VORLIEGENDER TEXT:
⟨

IMMATERIELLE ARBEIT BEI MARX

Beginnen wir mit immaterieller Arbeit und der damit verbundenen geistigen Arbeit. Marx gibt ein Beispiel: „Was den schlechtesten Architekten von den besten Bienen unterscheidet, ist dies: Der Architekt stellt sich das Gebäude in seiner Vorstellungskraft vor, bevor er es in der realen Welt aufstellt.“[15] Jede Art von Arbeit ist Teil des Prozesses, der einen Rohstoff in ein Endprodukt umwandelt. Diese Tätigkeit erfordert unweigerlich geistige Arbeit.

Marx’ Theorien über den Mehrwert bieten eine reiche Quelle zum Arbeitsprozess sowie materieller/nicht-materieller und geistiger Arbeit. Hier übernimmt Marx das Konzept der immateriellen Produktion und verwendet Begriffe wie „geistige Arbeit“, „geistiger Arbeiter“ und „geistige Produktion“ synonym mit „immaterieller“ Arbeit, Arbeiter und Produktion[16]. Nach Marx umfasst die immaterielle Produktion, die geistige Arbeit verwendet, unter anderem folgende Arbeitsbereiche: Schauspieler, Soldaten, Anwälte, Wissenschaftler, Staatsbeamte, Ärzte, Richter, Diener, Ökonomen, Künstler, Polizisten, Professoren, Lehrer, Schriftsteller usw. Darüber hinaus betont er, dass alle Arten von Arbeit, einschließlich immaterieller oder geistiger Arbeit, ein materielles Produkt hervorbringen[17]. Marx unterteilt die „immaterielle Produktion“ im kapitalistischen Produktionsmodus in zwei Typen. Der erste besteht aus „verkäuflichen Waren“; zum Beispiel „Bücher, Bilder, kurz gesagt alle Produkte künstlerischer Schöpfung“[18]. Der zweite Typ der immateriellen Produktion findet in der produktiven Arbeit eines geistigen Arbeiters statt. In der kapitalistischen Produktionsweise unterteilt Marx geistige Arbeit in produktive und unproduktive. Er nennt Arbeit, die in direkter Austauschbeziehung mit Kapital steht und durch die Produktion von Wert und Mehrwert Kapital produziert, „produktiv“; die, die keine direkte Austauschbeziehung mit Kapital hat und kein Kapital produziert, „unproduktiv“. Ein Lehrer an einer Privatschule zum Beispiel ist als Lohnarbeiter in einer produktiven Arbeits-Kapital-Beziehung mit dem Eigentümer der Einrichtung tätig, aber in Bezug auf seine Beziehung zu seinen Schülern ist er ein unproduktiver Arbeiter. Ebenso leistet ein Schauspieler in einem Privattheater produktive Arbeit in seiner Austauschbeziehung mit dem Theaterbesitzer; in seiner Beziehung zu seinem Publikum, wo dieser Austausch nicht vorhanden ist, leistet er unproduktive Arbeit.

⟩

AUFGABENSTELLUNG: Führe den Text über immaterielle Arbeit bei Marx im Anschluss an seinen letzten Satz weiter. Das Material weiter unten hat mit dem Text über immaterielle Arbeit bei Marx nichts zu tun.

GEGEBENE ANGABEN:

⟨

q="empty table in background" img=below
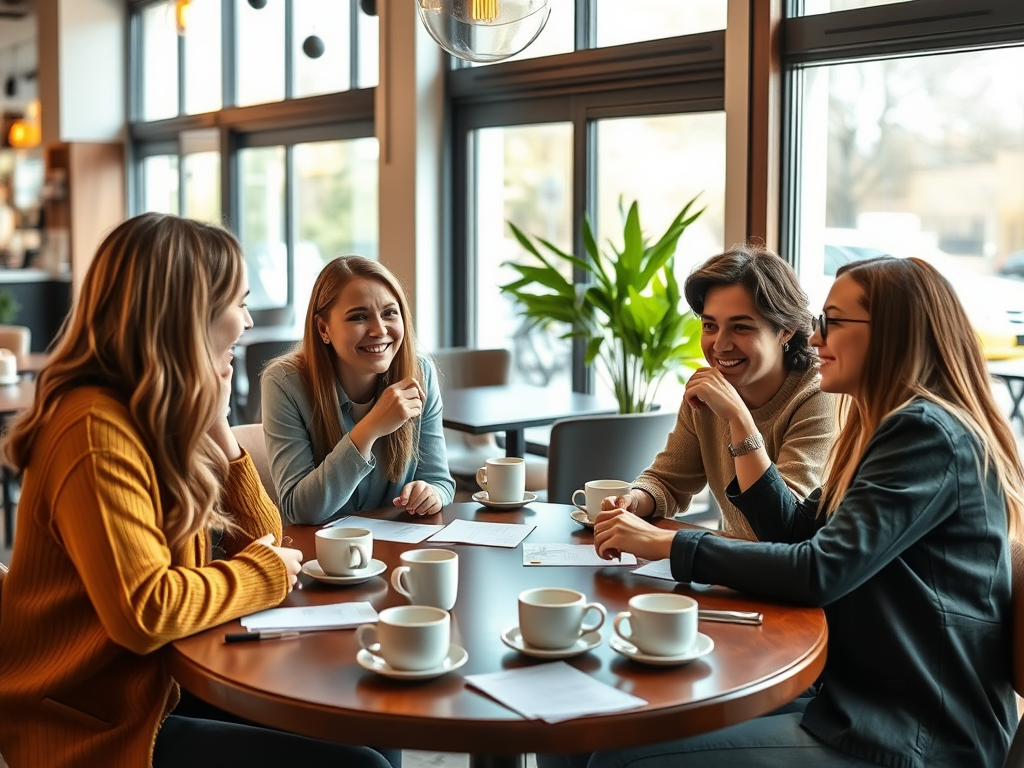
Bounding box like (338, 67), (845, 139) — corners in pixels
(441, 384), (618, 457)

⟩

ERGEBNIS:
Die gesellschaftliche Produktion selbst ist materiell. Bei der Unterteilung der Produktion in materiell und nicht-materiell betont Marx die reinen Erscheinungsformen von Produkten (Kunst, Literatur, Theater, Bildung usw.), die auf geistiger oder Kopfarbeit basieren. Jede Sache (Gefühl, Gedanke usw.), die nicht greifbar ist und uns im Vergleich zu anderen greifbaren Objekten (Tisch, Stuhl usw.) wirkt auf uns rein von ihrer Erscheinung her als „nicht-materiell“. Die „Immaterialität“ von immaterieller Arbeit und Produktion weist auf diese Erscheinung hin. Mit anderen Worten: Die Gesellschaftlichkeit und Geschichtlichkeit von Arbeit und Produktion wird durch Materialität ausgedrückt; die Erscheinungsformen, in denen sie uns präsentiert werden, ändern diese Tatsache nicht. Aber ausgehend von diesen Erscheinungsformen haben einige politische Ökonomen – nicht nur heute, sondern auch zu Marx’ Zeiten und sogar davor – geschlossen, dass ein anderes ökonomisches Prinzip entwickelt werden muss, das ausschließlich auf „nicht-materieller“, geistiger Arbeit basiert. Fuchs ist sich dieser Unterscheidung zwischen materieller und immaterieller Arbeit bei Marx nicht bewusst. Aber im Kontext des von dieser Unterscheidung berührten Problems stellt Fuchs die Frage: Können wir in einer rein materiellen Welt vom  Immateriellen sprechen? Diese Frage kann nur dialektisch beantwortet werden.

Im Gegensatz zu Fuchs betrachtet Marx die Welt als Ganzes aus den verschiedenen Formen und Reflexionen der Materie in unterschiedlichen Stadien. Die Realität, in der wir leben, ist in jeder Phase und auf jedem Gebiet materiell; Objekte, Ereignisse und Phänomene (Fantasie, Traum, Plan, Vorstellung usw.), die uns hinsichtlich ihrer Erscheinungsformen und/oder unsere Sinne als „nicht-materiell“ erscheinen, sind neurologische und physiologische Aktivitäten. Diese Art von geistiger Aktivität, die in jeder Arbeit und Produktion vorhanden ist, kann im Gegensatz zu physischen Objekten weder berührt noch gesehen werden. Die Produkte geistiger Arbeit sind „eine Erweiterung des menschlichen Muskel-, Nerven- und Gehirnsystems“.[19] Ebenso hat die virtuelle Realität des Cyberspace ein immaterielles Aussehen. Aber sie sind im Kontext ihrer elektromagnetischen Wellen und cyber-optischen Physik materiell.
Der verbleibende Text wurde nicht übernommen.